- _QUESTIONS ON THE MATERIAL_
1: According to the passage on metal nitrido complexes, what were the first known examples of these compounds?
2: Extend the passage on metal nitrido complexes beyond its last sentence.

Metal nitrido complexes are coordination compounds and metal clusters that contain an atom of nitrogen bound only to transition metals.  These compounds are molecular, i.e. discrete in contrast to the polymeric, dense nitride materials that are useful in materials science.  The distinction between the molecular and solid-state polymers is not always very clear as illustrated by the materials Li6MoN4 and more condensed derivatives such as Na3MoN3.  Transition metal nitrido complexes have attracted interest in part because it is assumed that nitrogen fixation proceeds via nitrido intermediates.  Nitrido complexes have long been known, the first example being salts of [OsO3N]−, described in the 19th century.

Structural trends
Mononuclear complexes feature terminal nitride ligands, typically with short M-N distances consistent with metal ligand multiple bonds.  For example, in the anion in PPh4[MoNCl4], the Mo-N distance is 163.7 pm.  The occurrence of terminal nitrido ligands follow the patterns seen for oxo complexes: they are more common for early and heavier metals. Many bi- and polynuclear complexes are known with bridging nitrido ligands. More exotic metal nitrido complexes are also possible, such as a recently reported compound containing a terminal uranium nitride (-U≡N) bond.

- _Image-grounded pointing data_
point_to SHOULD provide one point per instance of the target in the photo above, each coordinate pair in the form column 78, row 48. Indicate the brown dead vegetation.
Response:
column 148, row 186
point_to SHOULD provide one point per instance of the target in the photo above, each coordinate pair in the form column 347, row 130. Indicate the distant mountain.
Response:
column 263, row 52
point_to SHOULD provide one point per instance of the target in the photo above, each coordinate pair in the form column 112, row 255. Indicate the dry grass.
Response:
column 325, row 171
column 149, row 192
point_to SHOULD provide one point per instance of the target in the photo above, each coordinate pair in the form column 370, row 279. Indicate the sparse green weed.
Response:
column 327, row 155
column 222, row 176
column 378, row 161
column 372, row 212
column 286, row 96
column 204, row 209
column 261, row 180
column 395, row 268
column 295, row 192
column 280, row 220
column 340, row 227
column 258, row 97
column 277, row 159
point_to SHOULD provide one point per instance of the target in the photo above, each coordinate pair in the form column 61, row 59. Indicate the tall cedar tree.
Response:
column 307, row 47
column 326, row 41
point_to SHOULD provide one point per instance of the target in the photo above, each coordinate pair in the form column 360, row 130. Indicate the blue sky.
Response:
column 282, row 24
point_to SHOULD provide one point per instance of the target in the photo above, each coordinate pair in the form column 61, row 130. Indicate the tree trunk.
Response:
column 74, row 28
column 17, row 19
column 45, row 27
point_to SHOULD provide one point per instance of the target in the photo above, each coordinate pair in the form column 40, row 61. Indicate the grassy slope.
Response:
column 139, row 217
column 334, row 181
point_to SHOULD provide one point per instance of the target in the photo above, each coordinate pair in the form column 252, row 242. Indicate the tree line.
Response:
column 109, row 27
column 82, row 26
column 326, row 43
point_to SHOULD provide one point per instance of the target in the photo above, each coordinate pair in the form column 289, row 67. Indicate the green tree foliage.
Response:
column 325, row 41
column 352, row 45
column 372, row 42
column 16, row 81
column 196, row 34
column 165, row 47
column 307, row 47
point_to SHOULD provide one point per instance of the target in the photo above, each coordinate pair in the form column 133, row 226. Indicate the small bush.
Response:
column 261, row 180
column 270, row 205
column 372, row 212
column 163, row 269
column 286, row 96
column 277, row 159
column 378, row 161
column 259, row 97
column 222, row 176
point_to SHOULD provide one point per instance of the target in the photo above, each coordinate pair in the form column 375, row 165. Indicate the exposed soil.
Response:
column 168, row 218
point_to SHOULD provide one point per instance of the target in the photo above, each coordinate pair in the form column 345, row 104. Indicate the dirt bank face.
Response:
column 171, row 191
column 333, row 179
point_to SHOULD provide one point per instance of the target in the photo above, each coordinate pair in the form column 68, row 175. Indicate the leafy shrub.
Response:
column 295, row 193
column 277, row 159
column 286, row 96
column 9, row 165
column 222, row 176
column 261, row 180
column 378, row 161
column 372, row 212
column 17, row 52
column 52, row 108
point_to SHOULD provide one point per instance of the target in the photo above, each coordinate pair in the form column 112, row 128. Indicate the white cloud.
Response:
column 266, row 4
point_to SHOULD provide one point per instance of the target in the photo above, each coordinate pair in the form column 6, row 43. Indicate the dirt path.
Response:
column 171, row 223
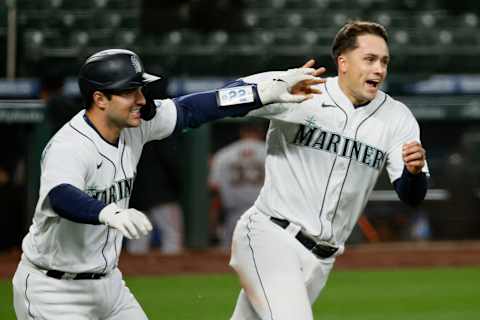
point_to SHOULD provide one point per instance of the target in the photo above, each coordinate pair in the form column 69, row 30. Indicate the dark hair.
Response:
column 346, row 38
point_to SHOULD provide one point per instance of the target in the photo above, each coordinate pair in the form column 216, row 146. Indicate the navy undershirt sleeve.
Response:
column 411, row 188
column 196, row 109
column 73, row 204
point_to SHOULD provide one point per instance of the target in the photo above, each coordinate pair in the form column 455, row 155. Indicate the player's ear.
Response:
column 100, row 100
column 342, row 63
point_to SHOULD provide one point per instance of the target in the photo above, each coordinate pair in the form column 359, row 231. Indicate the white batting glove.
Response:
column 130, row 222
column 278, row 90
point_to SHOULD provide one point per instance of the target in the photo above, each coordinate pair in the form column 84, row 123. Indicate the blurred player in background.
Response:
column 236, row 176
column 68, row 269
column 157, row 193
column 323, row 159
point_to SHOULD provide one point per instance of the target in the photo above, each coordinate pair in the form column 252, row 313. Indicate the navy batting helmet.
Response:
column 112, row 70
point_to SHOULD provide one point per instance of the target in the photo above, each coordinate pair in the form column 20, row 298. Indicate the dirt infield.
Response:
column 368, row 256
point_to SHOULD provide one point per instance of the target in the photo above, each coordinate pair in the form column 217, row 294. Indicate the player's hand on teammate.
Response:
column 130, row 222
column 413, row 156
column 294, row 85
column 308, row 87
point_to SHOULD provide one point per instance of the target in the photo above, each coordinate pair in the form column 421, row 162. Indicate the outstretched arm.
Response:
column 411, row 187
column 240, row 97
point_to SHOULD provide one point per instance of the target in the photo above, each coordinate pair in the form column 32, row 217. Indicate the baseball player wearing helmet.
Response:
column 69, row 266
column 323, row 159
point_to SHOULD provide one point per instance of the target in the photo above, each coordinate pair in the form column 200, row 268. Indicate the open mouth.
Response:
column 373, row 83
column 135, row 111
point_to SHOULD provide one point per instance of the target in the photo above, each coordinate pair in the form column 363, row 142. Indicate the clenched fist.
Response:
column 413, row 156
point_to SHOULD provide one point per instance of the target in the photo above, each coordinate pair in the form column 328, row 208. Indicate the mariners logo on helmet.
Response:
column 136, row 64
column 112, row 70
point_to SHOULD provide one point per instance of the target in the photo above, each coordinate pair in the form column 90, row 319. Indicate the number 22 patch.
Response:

- _ANSWER SET_
1: Salts of [OsO3N]−, described in the 19th century.

2:
Preparative routes
Metal nitrides are produced using a variety of nitrogen sources.  The first example was prepared from amide (NH2−) as the N3− source:
OsO4  +  KNH2   →  KOsO3N  +  H2O
Most commonly however, nitrido complexes are produced by decomposition of azido complexes.  The driving force for these reactions is the great stability of N2. Nitrogen trichloride is an effective reagent to give chloro-nitrido complexes. In some cases, even N2 and nitriles can serve as sources of nitride ligands.

Reactions of nitrido ligands
The nitride ligand can be both electrophilic and nucleophilic. Terminal nitrides of early metals tend to be basic and oxidizable, whereas nitrides of the later metals tend to be oxidizing and electrophilic.  The former behavior is illustrated by their N-protonation and N-alkylation.  Ru and Os nitrido complexes often add organophosphines to give iminophosphine derivatives containing the R3PN− ligand.

Interstitial nitrides
Owing to the ability of nitrido ligands to serve as a bridging ligand, several metal clusters are known to contain nitride ligands at their center.  Such nitrido ligands are termed interstitial.  In some cases, the nitride is completely encased in the center of six or more metals and cannot undergo reactions, although it contributes to the intermetallic bonding.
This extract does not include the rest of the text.